### What you have to do
Starting with the line that contains "Where can the woman" and going on through the end of the records, write out each line again with every point coordinate in the answers multiplied by 0.2 and rounded to a whole number, with halves rounded up. Leave the lines above out, and leave out the pictures.
— START OF Provided entries —
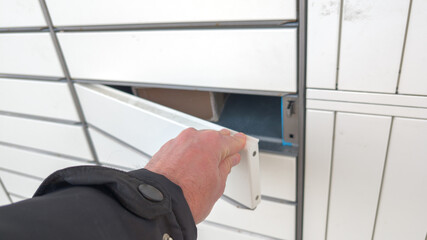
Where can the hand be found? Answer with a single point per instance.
(199, 162)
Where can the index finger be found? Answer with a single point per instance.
(231, 145)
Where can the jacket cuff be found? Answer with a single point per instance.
(124, 187)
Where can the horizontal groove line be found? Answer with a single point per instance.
(361, 112)
(24, 29)
(160, 26)
(21, 174)
(40, 118)
(17, 195)
(278, 200)
(359, 91)
(239, 230)
(184, 87)
(45, 152)
(117, 140)
(367, 103)
(31, 77)
(183, 25)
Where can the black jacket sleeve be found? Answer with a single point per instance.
(101, 203)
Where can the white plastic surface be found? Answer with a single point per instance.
(112, 152)
(209, 232)
(49, 136)
(322, 43)
(32, 163)
(269, 218)
(21, 13)
(371, 98)
(319, 146)
(40, 98)
(248, 59)
(376, 109)
(278, 176)
(147, 126)
(29, 54)
(98, 12)
(4, 199)
(372, 39)
(23, 186)
(413, 79)
(360, 149)
(402, 210)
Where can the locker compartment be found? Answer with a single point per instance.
(124, 117)
(19, 185)
(39, 98)
(29, 54)
(33, 163)
(49, 136)
(261, 59)
(269, 218)
(21, 13)
(107, 12)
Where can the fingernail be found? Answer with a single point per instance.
(236, 160)
(240, 135)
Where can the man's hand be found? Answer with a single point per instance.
(199, 162)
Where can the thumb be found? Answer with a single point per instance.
(226, 165)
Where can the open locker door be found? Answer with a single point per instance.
(147, 126)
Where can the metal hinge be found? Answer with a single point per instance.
(290, 118)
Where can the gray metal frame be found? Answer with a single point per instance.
(300, 25)
(69, 81)
(302, 63)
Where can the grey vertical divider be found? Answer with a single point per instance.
(69, 81)
(302, 48)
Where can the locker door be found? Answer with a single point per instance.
(402, 207)
(155, 125)
(360, 148)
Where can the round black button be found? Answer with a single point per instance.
(151, 193)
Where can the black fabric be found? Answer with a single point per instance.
(99, 203)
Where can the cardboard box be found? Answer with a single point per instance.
(201, 104)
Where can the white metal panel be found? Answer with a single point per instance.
(413, 79)
(4, 199)
(372, 98)
(250, 59)
(360, 148)
(21, 13)
(322, 42)
(98, 12)
(46, 99)
(49, 136)
(371, 44)
(278, 176)
(206, 231)
(20, 185)
(319, 145)
(269, 218)
(16, 199)
(388, 110)
(110, 151)
(147, 126)
(32, 163)
(402, 209)
(28, 54)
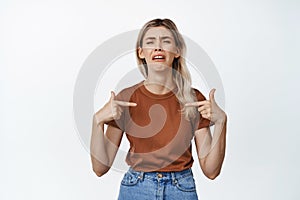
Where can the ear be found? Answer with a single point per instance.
(141, 53)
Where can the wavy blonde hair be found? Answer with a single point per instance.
(181, 75)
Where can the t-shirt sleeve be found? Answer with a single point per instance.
(201, 122)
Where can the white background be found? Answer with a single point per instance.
(43, 44)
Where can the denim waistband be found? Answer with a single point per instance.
(162, 175)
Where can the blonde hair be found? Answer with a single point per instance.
(181, 75)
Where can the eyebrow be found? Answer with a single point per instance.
(153, 38)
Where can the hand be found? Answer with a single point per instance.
(112, 109)
(209, 109)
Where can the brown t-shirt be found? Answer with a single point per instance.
(159, 135)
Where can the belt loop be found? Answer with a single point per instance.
(141, 176)
(174, 181)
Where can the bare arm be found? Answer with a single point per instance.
(104, 147)
(211, 149)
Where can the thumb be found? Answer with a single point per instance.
(212, 95)
(112, 95)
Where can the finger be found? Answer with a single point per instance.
(119, 109)
(125, 103)
(203, 108)
(196, 104)
(112, 95)
(212, 95)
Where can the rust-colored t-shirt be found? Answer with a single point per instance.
(159, 135)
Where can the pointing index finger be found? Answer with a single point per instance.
(195, 104)
(125, 103)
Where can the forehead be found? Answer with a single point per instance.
(158, 32)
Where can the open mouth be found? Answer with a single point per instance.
(158, 57)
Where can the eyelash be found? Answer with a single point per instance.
(166, 41)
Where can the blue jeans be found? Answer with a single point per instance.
(138, 185)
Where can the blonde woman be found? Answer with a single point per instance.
(160, 116)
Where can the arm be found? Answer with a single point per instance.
(104, 147)
(211, 149)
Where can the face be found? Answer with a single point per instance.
(159, 48)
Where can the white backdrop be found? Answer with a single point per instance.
(43, 44)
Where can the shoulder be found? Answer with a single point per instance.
(198, 94)
(126, 93)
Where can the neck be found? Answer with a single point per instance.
(159, 82)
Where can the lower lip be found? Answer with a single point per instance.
(159, 60)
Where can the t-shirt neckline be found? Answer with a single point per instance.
(145, 91)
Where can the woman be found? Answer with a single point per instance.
(160, 116)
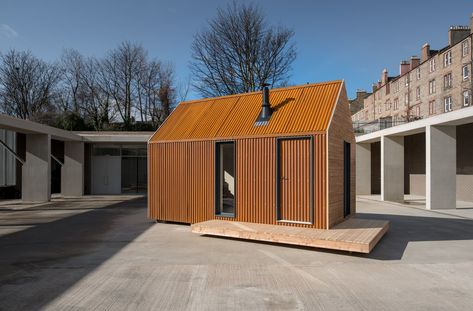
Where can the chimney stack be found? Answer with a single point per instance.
(404, 67)
(415, 61)
(384, 77)
(361, 94)
(374, 87)
(457, 34)
(471, 24)
(265, 107)
(425, 52)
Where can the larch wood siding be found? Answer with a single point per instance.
(182, 182)
(340, 130)
(295, 179)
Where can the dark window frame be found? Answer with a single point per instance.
(217, 180)
(346, 179)
(311, 182)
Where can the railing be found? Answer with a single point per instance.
(363, 127)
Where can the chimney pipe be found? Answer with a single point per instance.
(265, 107)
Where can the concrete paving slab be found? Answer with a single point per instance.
(108, 256)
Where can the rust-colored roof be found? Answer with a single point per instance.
(305, 108)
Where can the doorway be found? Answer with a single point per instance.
(294, 186)
(346, 179)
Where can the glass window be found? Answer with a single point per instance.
(465, 48)
(466, 72)
(432, 86)
(447, 81)
(134, 150)
(225, 179)
(447, 59)
(466, 98)
(432, 65)
(432, 107)
(447, 104)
— END OF Provided entries —
### Response to this task
Where can the woman be found? Answer with a single point per instance.
(32, 23)
Where can the chimney stack be found? Answer with a single point per instance.
(81, 13)
(83, 12)
(77, 15)
(72, 19)
(75, 17)
(91, 7)
(94, 5)
(53, 21)
(85, 10)
Where can the larch wood siding be found? Answer with a single point per instance.
(36, 36)
(68, 26)
(59, 36)
Where can the dark window frame be found? Answer with a single point per instance.
(43, 36)
(69, 36)
(62, 36)
Where can the railing be found? Answer with a single point per instance.
(73, 25)
Where can the chimney pipe be found? Answer with a single point per instance.
(53, 21)
Where can the concrete paving slab be found? Answer with a single point per instance.
(22, 51)
Where can the rust-colored roof be found? Answer with a single point per instance.
(61, 22)
Where can the doorway be found? Answer with a single point per instance.
(59, 37)
(69, 36)
Where can the glass window be found? Answer with a single point per instance.
(93, 10)
(93, 14)
(86, 17)
(89, 16)
(27, 30)
(45, 36)
(89, 12)
(93, 20)
(86, 13)
(86, 21)
(89, 21)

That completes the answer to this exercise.